The exercise
Output every one of the rows below, reproducing each line character for character, and omit the pictures.

Entries
=======

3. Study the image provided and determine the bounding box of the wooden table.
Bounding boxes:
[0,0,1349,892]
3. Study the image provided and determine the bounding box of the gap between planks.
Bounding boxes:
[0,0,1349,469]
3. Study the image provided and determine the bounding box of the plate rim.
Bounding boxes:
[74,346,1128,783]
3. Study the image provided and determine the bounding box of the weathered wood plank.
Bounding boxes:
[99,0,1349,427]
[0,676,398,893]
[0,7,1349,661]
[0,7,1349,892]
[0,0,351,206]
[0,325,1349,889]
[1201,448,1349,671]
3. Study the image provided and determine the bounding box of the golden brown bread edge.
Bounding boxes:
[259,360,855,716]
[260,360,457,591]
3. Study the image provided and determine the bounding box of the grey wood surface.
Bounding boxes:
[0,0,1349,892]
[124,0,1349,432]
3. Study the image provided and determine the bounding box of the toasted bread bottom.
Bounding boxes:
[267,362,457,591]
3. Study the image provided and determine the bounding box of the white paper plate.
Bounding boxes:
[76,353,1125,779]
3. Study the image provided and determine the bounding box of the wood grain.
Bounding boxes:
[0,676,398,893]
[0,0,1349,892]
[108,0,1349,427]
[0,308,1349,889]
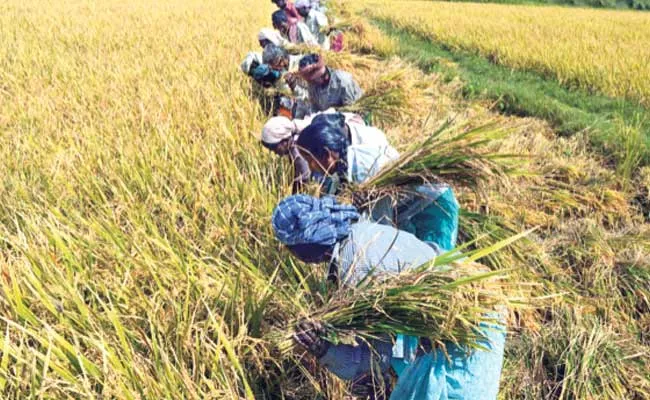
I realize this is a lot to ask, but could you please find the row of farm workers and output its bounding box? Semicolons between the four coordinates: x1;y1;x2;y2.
241;0;505;400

=======

Result of the exercise
3. Study the image provided and determine the bounding box of the wooden table.
Bounding boxes:
[0,0,1349,892]
3. Study the image provided and determine the bounding box of the gap between planks.
Bounding boxes:
[0,0,1349,469]
3. Study the image provided and determine the bounding box of the plate rim.
Bounding boxes:
[74,346,1128,783]
3. Study the image provided and determine the bounding box of the weathered wood plank.
Bounding boxes:
[99,0,1349,427]
[0,676,398,893]
[0,7,1349,661]
[0,7,1349,892]
[0,0,351,206]
[0,325,1349,889]
[1201,448,1349,671]
3. Study the image provided and determine the bounding box of the golden brown bread edge.
Bounding boxes:
[259,360,855,716]
[260,360,457,591]
3. Study the image provided and determine the bounding box of the grey wood surface.
Bounding boxes:
[0,0,1349,892]
[124,0,1349,432]
3. Study the image provided and determine the bounding box of the toasted bread bottom.
Bounding boxes:
[267,362,457,591]
3. Study the image provided and determine the bounding box of the white paper plate.
Bounding boxes:
[76,353,1125,779]
3. Study the image provided and determine the bounding box of the wood grain.
Bounding boxes:
[0,676,398,893]
[0,0,1349,892]
[108,0,1349,427]
[0,308,1349,889]
I realize this is a lot to ask, but could you please find the row of farm workers and output its bounding box? Semicolons between the four coordinates: x1;y1;x2;y2.
241;0;505;400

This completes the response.